§ **EXERCISE AIM**
Restate the data below, keeping every line the same.

§ **INPUT RECORDS**
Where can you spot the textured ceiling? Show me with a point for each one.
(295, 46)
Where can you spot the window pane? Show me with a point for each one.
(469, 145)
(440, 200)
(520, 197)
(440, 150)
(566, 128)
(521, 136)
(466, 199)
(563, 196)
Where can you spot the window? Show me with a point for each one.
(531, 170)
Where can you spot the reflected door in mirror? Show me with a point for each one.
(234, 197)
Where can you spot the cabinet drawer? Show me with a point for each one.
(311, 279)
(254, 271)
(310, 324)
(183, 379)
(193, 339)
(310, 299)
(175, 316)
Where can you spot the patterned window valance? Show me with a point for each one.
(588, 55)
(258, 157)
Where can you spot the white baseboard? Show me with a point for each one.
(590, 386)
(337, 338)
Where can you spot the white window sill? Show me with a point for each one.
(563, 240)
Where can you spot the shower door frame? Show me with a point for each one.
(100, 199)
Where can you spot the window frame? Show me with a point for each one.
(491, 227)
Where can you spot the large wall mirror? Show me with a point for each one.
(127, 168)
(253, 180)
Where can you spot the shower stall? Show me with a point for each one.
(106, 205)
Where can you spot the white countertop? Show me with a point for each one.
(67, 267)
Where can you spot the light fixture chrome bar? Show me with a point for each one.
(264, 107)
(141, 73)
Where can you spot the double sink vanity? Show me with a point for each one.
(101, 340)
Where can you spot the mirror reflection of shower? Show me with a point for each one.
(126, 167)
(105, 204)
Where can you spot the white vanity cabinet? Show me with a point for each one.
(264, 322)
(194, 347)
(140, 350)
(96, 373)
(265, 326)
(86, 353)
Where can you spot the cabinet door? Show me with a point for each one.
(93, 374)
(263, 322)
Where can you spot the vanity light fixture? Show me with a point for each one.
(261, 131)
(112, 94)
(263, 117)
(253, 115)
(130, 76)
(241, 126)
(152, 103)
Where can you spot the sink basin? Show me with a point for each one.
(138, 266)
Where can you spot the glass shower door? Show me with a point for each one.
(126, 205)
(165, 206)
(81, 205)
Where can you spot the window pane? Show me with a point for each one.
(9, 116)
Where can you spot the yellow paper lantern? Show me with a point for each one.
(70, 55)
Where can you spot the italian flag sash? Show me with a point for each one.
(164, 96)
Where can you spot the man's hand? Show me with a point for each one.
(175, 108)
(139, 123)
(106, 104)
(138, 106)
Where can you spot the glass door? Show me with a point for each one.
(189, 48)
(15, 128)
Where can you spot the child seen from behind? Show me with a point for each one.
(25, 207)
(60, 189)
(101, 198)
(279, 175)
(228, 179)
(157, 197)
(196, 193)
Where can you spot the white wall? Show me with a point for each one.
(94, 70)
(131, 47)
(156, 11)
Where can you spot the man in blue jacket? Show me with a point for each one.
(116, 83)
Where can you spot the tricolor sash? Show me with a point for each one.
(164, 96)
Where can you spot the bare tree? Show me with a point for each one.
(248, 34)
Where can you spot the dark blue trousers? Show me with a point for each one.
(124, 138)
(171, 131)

§ **EXPECTED ANSWER**
Where can you spot the textured ceiling? Show me with a point for each one.
(295, 46)
Where can you spot the window pane? Show me with a point for each one.
(469, 145)
(440, 200)
(520, 197)
(440, 150)
(566, 128)
(521, 136)
(466, 199)
(563, 196)
Where can you spot the window? Show me with a point for each one.
(531, 170)
Where can you spot the reflected door in mirror? Show me with a point for each one.
(234, 197)
Where can you spot the cabinet drawer? Show me with a point for each one.
(311, 279)
(254, 271)
(310, 324)
(183, 379)
(193, 339)
(310, 299)
(175, 316)
Where can you spot the patterned window valance? Show me with a point for each one.
(588, 55)
(258, 157)
Where can you spot the white baseboard? Show me with a point for each one.
(590, 386)
(337, 338)
Where can you spot the white window sill? Show me with a point for each one.
(563, 240)
Where can you spot the shower door frame? Show me with a point for each one.
(100, 199)
Where can you spot the window frame? Show me with a point for each one.
(491, 227)
Where can you spot the large wall mirror? Show me with a point for each one.
(127, 168)
(253, 180)
Where can you spot the shower stall? Show me with a point for each one.
(106, 205)
Where can you spot the white countertop? Show me with a point for each one.
(67, 267)
Where can you spot the light fixture chrome bar? Show me with a point for each one.
(264, 107)
(141, 73)
Where can you spot the double sink vanity? Show me with a point for each one.
(101, 340)
Where can you spot the mirror reflection of shower? Show me with a point for each one.
(126, 167)
(105, 204)
Where can you spot the white vanity cabinet? Show me with a point for each one.
(264, 322)
(194, 347)
(140, 350)
(96, 373)
(265, 326)
(86, 353)
Where can you spot the cabinet door? Show me with a point for each one.
(93, 374)
(263, 322)
Where can you spot the vanity light fixture? Show me with a point for each one.
(261, 131)
(112, 94)
(263, 117)
(253, 115)
(130, 76)
(241, 126)
(152, 103)
Where can you spot the sink basin? Show me with a point for each one.
(138, 266)
Where can you spot the glass shower door? Show me with a point for each one.
(126, 205)
(165, 206)
(81, 205)
Where can you spot the window pane? Show me with a point for each one.
(9, 116)
Where can you spot the yellow paper lantern? Show me with a point for each one.
(70, 55)
Where can you spot the italian flag sash? Show me with a point for each one.
(164, 96)
Where can you spot the man's hand? Show me with a point for each one.
(175, 108)
(139, 123)
(106, 104)
(138, 106)
Where can you spot the glass door? Show me with a point for each one.
(189, 48)
(15, 128)
Where can you spot the child seen from behind? Show me with a point for each one.
(25, 207)
(60, 189)
(101, 198)
(279, 175)
(228, 179)
(157, 197)
(196, 193)
Where can you spot the white wall? Show me with a point for each one.
(94, 70)
(131, 47)
(156, 11)
Where can you spot the man in blue jacket? Show me with a point for each one.
(116, 83)
Where can you spot the tricolor sash? Show me with a point for each one.
(164, 96)
Where can you spot the bare tree? Show me with a point for each one.
(248, 34)
Where can you spot the dark blue trousers? Show me with a point for each one.
(124, 138)
(171, 131)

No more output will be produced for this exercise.